═════ Supplied records

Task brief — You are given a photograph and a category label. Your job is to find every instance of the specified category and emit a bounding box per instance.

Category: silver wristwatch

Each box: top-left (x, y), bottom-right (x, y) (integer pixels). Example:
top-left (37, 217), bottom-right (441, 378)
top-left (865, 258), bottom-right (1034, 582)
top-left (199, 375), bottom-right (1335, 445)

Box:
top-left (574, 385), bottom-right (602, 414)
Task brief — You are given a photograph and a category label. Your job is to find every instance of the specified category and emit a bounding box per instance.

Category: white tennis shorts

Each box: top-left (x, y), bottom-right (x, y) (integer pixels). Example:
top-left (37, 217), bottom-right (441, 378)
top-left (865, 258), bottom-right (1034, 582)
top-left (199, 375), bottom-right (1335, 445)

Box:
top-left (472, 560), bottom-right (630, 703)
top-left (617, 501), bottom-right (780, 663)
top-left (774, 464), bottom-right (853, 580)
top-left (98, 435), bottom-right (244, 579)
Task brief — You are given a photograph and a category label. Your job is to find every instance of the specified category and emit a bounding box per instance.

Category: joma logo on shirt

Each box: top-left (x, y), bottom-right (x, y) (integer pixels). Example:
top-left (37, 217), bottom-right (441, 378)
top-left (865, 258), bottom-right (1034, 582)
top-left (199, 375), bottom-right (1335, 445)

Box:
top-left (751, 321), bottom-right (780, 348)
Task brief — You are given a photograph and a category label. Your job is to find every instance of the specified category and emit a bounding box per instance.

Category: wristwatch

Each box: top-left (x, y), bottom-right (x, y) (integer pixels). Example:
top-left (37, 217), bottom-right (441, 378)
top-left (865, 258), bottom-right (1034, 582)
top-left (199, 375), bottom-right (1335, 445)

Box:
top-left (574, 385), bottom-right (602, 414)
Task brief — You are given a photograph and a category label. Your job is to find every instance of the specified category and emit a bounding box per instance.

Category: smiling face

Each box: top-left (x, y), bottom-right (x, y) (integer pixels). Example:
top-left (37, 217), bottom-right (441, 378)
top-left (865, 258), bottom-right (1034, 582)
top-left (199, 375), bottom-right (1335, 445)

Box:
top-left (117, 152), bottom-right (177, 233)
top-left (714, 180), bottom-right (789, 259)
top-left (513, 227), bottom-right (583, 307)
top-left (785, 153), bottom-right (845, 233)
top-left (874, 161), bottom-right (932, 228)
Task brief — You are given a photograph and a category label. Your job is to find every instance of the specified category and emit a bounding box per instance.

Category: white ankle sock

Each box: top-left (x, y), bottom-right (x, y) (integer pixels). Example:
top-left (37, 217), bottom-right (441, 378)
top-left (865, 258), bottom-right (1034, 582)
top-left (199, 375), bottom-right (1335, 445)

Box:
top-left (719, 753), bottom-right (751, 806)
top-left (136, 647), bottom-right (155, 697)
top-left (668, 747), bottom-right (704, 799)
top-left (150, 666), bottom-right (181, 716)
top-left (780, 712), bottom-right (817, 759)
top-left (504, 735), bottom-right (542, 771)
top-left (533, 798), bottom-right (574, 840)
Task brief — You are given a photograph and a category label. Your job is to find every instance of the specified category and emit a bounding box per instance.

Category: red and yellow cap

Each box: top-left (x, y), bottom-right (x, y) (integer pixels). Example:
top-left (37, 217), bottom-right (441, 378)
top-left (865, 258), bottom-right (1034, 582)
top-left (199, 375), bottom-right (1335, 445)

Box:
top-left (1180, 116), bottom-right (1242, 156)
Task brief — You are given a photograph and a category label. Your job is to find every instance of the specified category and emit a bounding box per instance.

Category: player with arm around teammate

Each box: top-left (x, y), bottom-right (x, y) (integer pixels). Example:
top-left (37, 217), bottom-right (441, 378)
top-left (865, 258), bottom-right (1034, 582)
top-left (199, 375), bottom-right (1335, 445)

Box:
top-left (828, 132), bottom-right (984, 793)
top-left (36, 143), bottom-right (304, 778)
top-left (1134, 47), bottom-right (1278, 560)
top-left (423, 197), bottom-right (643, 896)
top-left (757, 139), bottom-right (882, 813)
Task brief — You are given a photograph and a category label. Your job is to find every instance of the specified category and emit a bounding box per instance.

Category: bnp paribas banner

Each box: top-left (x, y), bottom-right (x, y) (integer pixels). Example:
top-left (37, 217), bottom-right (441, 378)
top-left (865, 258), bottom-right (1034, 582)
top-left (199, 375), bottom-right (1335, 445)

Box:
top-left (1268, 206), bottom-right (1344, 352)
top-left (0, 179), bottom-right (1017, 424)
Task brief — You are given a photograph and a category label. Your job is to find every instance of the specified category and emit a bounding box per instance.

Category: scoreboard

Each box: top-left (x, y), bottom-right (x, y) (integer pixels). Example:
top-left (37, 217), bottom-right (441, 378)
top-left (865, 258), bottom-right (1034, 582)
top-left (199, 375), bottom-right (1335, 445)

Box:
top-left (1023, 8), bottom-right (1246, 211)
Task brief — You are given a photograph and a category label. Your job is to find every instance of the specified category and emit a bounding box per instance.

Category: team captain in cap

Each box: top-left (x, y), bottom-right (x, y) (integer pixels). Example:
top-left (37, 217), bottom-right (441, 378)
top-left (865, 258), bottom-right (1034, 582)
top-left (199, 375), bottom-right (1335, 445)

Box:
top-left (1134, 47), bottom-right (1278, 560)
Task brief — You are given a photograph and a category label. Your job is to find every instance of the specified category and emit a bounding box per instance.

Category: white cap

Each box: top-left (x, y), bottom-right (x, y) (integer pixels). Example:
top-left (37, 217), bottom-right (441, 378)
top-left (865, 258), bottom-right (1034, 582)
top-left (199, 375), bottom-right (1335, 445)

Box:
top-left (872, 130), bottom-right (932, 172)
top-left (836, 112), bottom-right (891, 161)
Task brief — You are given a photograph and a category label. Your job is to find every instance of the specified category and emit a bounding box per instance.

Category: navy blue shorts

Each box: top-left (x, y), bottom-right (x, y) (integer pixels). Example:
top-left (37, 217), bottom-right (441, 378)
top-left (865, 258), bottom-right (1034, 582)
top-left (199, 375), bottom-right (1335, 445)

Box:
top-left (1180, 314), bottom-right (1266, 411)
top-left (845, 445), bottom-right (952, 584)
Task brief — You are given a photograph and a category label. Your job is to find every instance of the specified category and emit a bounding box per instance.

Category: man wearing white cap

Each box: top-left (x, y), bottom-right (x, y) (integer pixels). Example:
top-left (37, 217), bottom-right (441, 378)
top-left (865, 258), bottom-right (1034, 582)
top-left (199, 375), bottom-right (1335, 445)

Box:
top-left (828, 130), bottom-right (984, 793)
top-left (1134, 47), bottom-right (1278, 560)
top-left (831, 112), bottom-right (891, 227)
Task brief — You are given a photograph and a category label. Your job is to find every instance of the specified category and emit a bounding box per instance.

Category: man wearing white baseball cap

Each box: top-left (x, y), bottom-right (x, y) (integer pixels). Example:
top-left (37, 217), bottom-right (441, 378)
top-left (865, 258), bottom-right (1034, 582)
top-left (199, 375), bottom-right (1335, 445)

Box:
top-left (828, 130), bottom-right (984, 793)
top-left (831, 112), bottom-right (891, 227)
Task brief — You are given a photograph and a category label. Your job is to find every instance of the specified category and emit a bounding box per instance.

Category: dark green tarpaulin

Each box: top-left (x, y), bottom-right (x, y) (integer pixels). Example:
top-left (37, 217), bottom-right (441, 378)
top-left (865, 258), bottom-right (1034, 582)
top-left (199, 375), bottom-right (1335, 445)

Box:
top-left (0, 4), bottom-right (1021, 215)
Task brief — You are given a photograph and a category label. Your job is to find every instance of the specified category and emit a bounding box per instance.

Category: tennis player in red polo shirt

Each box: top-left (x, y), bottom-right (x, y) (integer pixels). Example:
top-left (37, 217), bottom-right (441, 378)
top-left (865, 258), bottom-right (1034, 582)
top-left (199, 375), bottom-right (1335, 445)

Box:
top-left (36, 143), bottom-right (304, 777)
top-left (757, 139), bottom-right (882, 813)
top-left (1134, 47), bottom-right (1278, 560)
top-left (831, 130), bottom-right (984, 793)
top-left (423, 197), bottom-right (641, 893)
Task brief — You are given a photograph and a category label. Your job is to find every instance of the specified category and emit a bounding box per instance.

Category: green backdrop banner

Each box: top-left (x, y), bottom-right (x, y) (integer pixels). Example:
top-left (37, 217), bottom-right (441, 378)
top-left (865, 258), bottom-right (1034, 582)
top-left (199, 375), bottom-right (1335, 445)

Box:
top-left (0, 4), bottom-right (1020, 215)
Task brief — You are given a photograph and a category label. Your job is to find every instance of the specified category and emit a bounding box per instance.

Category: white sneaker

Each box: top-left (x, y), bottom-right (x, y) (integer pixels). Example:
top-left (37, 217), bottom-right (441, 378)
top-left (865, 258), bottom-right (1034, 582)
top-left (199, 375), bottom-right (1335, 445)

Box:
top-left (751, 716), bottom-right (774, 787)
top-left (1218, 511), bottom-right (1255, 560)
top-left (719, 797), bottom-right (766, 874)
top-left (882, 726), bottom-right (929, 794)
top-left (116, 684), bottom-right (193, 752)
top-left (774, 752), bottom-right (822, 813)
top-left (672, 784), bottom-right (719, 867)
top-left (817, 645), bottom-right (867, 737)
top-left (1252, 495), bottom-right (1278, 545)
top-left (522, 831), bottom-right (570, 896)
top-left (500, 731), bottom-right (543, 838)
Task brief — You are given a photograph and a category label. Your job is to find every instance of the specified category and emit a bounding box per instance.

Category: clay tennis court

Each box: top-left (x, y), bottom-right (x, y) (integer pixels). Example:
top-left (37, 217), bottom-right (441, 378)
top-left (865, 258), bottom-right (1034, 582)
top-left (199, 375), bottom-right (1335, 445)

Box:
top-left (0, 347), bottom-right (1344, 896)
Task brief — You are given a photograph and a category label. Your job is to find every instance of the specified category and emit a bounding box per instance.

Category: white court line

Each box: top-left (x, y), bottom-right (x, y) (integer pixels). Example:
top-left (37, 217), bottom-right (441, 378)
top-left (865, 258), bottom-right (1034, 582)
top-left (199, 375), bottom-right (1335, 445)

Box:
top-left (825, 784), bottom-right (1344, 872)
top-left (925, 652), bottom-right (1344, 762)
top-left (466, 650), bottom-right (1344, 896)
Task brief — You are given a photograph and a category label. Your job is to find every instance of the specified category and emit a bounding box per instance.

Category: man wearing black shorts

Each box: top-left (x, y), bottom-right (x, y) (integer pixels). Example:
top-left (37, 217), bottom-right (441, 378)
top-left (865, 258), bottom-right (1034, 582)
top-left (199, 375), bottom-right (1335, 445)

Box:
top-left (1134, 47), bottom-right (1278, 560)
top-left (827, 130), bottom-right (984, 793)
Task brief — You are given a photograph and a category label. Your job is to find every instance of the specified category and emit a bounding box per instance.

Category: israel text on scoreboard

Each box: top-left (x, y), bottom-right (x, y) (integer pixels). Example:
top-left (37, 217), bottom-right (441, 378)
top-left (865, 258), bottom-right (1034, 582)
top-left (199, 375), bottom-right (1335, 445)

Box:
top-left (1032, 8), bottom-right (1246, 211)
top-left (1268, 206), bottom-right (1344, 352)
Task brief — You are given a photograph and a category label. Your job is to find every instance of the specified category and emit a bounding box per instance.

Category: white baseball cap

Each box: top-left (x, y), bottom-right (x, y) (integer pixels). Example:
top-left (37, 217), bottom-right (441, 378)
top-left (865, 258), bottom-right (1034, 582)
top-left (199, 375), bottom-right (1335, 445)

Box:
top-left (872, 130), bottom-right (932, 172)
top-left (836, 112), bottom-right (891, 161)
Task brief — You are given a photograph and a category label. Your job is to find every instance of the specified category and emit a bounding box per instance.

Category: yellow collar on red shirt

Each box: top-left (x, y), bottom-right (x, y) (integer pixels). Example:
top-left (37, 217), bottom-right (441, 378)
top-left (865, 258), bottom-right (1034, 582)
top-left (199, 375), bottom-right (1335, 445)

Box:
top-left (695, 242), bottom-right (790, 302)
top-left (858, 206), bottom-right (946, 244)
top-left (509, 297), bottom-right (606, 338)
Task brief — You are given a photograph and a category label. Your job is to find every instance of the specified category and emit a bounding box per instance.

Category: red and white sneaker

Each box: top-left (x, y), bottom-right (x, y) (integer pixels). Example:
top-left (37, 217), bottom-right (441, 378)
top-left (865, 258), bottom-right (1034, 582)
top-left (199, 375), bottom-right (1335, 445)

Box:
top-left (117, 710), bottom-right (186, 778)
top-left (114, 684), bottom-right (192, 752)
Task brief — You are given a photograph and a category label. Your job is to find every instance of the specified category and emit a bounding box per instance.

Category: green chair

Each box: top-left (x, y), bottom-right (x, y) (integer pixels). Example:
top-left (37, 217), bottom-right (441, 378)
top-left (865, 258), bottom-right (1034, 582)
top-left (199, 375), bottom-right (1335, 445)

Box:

══════════

▶ _Task details_
Copy the records word for word, starting at their first line and ending at the line that contains "top-left (751, 321), bottom-right (780, 348)".

▶ _Output_
Task brief — You are given a photograph and a category label. Your job is to find every instance of the specified category and emit a bounding box per instance.

Category: silver wristwatch

Each box: top-left (x, y), bottom-right (x, y) (integer pixels). Example:
top-left (37, 217), bottom-right (441, 378)
top-left (865, 258), bottom-right (1034, 582)
top-left (199, 375), bottom-right (1335, 445)

Box:
top-left (574, 385), bottom-right (602, 414)
Task brief — You are given a photograph and a category label. Your job is to find every instance of the specified category and emit a bounding box per instance.

Category: white tennis shorts

Each box: top-left (x, y), bottom-right (x, y) (integer pixels). Example:
top-left (37, 217), bottom-right (441, 378)
top-left (865, 258), bottom-right (1034, 582)
top-left (199, 375), bottom-right (1335, 445)

Box:
top-left (472, 560), bottom-right (630, 703)
top-left (617, 501), bottom-right (780, 663)
top-left (774, 464), bottom-right (853, 580)
top-left (98, 435), bottom-right (244, 579)
Task brief — You are given a photograph and a category label. Your job is to find every instance of the specified category and emit a bounding box per instance.

Category: joma logo on shirt

Each box: top-left (x, y), bottom-right (x, y) (integer pixels). Example:
top-left (37, 217), bottom-right (441, 378)
top-left (865, 258), bottom-right (1034, 582)
top-left (199, 375), bottom-right (1335, 445)

Box:
top-left (751, 321), bottom-right (780, 348)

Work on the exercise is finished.